● TASK STATEMENT
Look through the data below and, wherever a line carries the word "white", please copy that line.

**********

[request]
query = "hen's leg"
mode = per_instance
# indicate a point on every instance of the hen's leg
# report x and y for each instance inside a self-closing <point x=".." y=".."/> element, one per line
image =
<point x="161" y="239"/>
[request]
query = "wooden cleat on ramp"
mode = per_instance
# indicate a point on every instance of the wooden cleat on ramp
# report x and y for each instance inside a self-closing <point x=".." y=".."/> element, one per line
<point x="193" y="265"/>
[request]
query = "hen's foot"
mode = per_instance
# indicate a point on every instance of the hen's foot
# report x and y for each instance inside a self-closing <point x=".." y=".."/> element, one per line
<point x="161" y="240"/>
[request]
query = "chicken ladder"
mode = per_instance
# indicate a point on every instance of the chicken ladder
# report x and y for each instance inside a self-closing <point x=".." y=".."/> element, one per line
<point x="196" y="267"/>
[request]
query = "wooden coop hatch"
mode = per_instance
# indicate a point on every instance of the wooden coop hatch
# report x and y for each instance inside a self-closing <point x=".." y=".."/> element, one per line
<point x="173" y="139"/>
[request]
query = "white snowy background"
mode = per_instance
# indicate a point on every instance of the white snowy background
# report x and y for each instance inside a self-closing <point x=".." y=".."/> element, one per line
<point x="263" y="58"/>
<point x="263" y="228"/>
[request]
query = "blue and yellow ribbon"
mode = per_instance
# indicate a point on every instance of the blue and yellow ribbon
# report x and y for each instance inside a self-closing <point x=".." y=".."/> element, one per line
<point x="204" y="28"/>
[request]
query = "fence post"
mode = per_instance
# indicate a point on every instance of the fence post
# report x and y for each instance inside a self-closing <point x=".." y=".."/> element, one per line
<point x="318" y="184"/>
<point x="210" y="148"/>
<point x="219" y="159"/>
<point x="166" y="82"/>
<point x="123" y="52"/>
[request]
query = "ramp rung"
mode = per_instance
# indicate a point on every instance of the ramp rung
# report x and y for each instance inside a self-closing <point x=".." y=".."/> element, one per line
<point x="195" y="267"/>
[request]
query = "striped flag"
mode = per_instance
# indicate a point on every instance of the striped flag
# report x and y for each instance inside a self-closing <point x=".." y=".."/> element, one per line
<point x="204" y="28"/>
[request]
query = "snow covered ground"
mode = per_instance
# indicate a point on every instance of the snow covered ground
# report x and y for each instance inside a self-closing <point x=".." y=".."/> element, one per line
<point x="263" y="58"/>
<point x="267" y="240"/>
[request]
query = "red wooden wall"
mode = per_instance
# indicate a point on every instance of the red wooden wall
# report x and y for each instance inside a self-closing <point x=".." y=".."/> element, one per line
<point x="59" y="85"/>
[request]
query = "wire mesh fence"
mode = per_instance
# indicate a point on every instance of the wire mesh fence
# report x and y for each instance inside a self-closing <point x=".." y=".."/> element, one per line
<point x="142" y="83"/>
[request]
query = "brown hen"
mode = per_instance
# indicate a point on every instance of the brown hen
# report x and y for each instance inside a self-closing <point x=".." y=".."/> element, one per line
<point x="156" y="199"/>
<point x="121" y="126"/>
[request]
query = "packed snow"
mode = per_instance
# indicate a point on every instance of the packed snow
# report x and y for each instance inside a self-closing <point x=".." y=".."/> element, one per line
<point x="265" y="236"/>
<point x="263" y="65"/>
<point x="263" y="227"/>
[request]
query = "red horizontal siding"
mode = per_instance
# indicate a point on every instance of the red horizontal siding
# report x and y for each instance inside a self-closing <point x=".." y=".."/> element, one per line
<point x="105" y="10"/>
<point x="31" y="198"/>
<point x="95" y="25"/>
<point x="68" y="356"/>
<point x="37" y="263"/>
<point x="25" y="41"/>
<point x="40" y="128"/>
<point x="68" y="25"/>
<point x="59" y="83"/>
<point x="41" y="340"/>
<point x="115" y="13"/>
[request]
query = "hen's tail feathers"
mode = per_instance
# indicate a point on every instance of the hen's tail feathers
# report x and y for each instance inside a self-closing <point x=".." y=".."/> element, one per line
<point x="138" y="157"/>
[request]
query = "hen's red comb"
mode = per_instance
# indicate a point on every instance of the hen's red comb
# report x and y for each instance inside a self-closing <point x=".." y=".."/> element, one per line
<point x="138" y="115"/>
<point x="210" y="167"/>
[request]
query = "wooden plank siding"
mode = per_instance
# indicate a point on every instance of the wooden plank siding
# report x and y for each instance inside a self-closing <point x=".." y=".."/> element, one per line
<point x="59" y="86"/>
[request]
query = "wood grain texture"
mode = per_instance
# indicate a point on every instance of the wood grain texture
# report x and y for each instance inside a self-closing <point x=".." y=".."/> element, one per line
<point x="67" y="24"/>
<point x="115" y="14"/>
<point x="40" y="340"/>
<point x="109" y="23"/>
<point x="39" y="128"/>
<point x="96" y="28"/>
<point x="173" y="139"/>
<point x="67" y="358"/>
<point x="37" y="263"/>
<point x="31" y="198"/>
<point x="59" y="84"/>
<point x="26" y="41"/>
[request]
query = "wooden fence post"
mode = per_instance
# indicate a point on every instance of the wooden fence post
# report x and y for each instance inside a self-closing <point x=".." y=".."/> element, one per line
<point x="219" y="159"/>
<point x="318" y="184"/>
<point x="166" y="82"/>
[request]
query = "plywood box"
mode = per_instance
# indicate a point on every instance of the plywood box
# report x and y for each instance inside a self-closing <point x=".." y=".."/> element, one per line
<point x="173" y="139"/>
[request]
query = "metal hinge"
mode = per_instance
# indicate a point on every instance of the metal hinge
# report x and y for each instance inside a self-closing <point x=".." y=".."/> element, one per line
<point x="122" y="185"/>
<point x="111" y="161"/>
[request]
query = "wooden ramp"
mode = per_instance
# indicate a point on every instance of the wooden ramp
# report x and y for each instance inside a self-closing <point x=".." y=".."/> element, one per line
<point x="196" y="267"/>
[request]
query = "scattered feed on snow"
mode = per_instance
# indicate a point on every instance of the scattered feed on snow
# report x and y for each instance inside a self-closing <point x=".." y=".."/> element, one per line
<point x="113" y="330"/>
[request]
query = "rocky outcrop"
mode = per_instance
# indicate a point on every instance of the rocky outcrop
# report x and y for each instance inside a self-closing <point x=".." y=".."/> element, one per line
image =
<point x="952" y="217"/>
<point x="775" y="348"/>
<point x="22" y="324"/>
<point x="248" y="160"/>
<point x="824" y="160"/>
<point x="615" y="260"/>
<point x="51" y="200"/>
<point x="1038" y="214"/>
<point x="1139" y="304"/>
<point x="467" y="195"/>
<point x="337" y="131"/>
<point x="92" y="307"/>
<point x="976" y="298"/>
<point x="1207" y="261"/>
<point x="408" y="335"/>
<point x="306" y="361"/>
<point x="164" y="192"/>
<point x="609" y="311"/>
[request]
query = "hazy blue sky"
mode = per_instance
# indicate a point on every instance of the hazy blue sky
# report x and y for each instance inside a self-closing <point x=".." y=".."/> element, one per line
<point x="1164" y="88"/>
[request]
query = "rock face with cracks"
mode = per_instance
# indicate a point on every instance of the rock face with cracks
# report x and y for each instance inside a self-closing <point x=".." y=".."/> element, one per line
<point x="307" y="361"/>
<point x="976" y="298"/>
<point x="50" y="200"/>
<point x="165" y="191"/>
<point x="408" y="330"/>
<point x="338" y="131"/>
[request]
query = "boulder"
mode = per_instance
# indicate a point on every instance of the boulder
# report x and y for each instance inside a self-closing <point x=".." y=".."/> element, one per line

**********

● SOLUTION TO THIS EXERCISE
query = "white snowy background"
# indicate a point on every instance of the white snowy background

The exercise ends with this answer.